> Aim 1
List every value assigned to the name attribute in the test markup of the Perl regex question.
> Aim 2
Copy the Perl regex question starting at the words "I have the below" and ending after "count for me.", swapping each "template" for "page".

— start of Text to read —

XML regex complete and working needs optimization in Perl

Question

I have the below regex to parse XML tags inside html code blocks, I can not use xml libs, and it is working with some tests as expected, I just need some experts to optimize it if needed because I will use it to parse many blocks of code to build the whole template so it may be run average 50 times for each template and therefore every clock tick will count for me.

The regex for the XML tags I used is

(<vars\s*([^\!\?\s<>](?:"[^"]*"|'[^']*'|[^"'<>])*)>([^<]*)(<\!\[CDATA\[(.*?)\]\]>)?(</vars>)?)

then I parse the attributes with this regex:

([^\s\=\"\']+)\s*=\s*(?:(")(.*?)"|'(.*?)')

here is the test Perl code:

use strict;
use warnings;
no warnings 'uninitialized';

my $text = <<"END_HTML";
<vars type="var" name="selfopened" content="tag without closing slash" size="30" width="200px" >
<vars type="plug" name="selfclosed" content="self closed tag" size="30" width="200px" />
<vars type="var" name="hasclosing" width="400px" height="300px">content of tag with closing</vars>
<vars id="left-part" width="400px" height="300px"><![CDATA[ 
    cdata start here is may have html tags and 'single' and "double" qoutes
    another cdata line
]]></vars>
<vars name="singlelinecdata" width="400px" height="300px"><![CDATA[cdata start here is may have html tags and 'single' and "double" qoutes]]></vars>
</vars>
END_HTML

while ( $text =~ m{
    (<vars\s*([^\!\?\s<>](?:"[^"]*"|'[^']*'|[^"'<>])*)>([^<]*)(<\!\[CDATA\[(.*?)\]\]>)?(</vars>)?)

— end of Text to read —
— start of Material provided —

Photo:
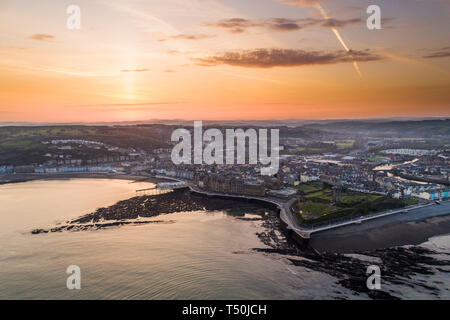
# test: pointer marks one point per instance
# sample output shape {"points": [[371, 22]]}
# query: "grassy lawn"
{"points": [[345, 144], [310, 187], [318, 207]]}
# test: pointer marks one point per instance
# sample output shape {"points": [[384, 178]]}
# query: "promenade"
{"points": [[288, 219]]}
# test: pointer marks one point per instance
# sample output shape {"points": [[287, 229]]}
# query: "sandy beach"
{"points": [[412, 228]]}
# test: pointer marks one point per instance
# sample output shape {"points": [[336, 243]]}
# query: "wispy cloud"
{"points": [[269, 58], [239, 25], [441, 53], [134, 70], [188, 37]]}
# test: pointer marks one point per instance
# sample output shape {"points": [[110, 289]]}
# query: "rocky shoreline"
{"points": [[147, 207], [399, 266]]}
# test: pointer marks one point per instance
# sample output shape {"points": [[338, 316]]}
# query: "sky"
{"points": [[137, 60]]}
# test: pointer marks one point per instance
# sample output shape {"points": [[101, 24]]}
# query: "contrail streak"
{"points": [[338, 36]]}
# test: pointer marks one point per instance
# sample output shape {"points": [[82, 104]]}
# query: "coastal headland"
{"points": [[398, 264]]}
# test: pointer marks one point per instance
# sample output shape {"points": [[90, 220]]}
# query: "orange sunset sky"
{"points": [[222, 59]]}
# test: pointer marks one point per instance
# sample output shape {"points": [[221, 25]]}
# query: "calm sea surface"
{"points": [[195, 255]]}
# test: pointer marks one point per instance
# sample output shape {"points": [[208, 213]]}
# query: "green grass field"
{"points": [[318, 206]]}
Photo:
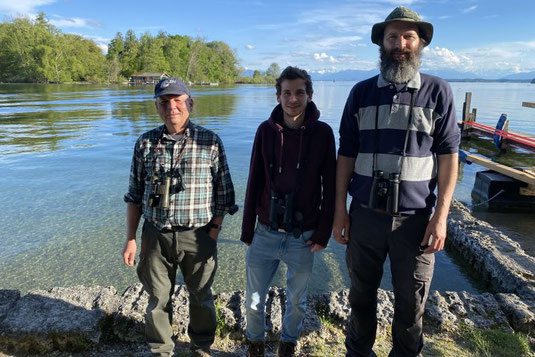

— end of Material provided —

> Worked answer 1
selfopened, selfclosed, hasclosing, singlelinecdata

> Worked answer 2
I have the below regex to parse XML tags inside html code blocks, I can not use xml libs, and it is working with some tests as expected, I just need some experts to optimize it if needed because I will use it to parse many blocks of code to build the whole page so it may be run average 50 times for each page and therefore every clock tick will count for me.